Excerpts from a point labeling dataset:
## begin

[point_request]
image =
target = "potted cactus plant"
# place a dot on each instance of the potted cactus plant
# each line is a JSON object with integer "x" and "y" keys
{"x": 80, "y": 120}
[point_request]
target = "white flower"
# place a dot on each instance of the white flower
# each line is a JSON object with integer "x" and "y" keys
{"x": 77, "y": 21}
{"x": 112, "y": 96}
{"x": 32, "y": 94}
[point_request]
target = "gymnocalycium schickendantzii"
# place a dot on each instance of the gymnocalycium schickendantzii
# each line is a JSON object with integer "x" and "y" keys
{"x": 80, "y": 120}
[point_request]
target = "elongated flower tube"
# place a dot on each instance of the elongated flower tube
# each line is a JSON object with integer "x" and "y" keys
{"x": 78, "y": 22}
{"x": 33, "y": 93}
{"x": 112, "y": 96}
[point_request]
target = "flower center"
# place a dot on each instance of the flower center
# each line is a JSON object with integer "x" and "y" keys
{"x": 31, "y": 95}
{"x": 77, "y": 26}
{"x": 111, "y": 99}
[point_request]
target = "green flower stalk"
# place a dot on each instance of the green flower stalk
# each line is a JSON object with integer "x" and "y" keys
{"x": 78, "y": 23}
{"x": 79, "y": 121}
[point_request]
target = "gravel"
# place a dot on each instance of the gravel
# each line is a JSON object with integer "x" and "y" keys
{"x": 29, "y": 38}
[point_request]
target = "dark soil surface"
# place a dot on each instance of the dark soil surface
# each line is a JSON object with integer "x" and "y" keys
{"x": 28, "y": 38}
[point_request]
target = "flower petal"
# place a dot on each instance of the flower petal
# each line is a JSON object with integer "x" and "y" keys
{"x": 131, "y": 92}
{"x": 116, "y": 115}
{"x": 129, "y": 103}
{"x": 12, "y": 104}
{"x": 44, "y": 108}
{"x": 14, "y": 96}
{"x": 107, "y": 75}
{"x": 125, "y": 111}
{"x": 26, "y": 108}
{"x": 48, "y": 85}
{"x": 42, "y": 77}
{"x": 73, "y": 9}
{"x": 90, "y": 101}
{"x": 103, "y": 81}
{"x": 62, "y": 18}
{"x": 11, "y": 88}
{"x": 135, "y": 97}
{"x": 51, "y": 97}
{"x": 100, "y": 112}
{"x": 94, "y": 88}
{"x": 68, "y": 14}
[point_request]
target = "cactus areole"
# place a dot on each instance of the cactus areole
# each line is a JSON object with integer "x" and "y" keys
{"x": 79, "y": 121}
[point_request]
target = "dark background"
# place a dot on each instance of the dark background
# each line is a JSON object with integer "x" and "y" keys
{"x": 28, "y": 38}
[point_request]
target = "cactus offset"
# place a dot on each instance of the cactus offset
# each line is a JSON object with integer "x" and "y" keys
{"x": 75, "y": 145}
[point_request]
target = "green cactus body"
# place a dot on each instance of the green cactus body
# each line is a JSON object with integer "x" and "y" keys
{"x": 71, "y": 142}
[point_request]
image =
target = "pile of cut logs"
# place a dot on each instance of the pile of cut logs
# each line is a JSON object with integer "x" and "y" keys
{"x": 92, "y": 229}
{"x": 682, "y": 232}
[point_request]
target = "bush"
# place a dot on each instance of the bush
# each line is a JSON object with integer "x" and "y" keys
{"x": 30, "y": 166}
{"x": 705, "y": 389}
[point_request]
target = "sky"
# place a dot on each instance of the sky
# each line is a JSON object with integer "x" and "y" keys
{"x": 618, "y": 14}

## end

DIRECTIONS:
Pick out and copy every line of the listing above that contains the string "cactus".

CORRECT RESULT:
target = "potted cactus plant"
# place a dot on each instance of the potted cactus plant
target = "cactus areole"
# place a dot on each instance of the cactus areole
target = "cactus offset"
# place a dot on each instance of the cactus offset
target = "green cactus body"
# place a dot on each instance of the green cactus body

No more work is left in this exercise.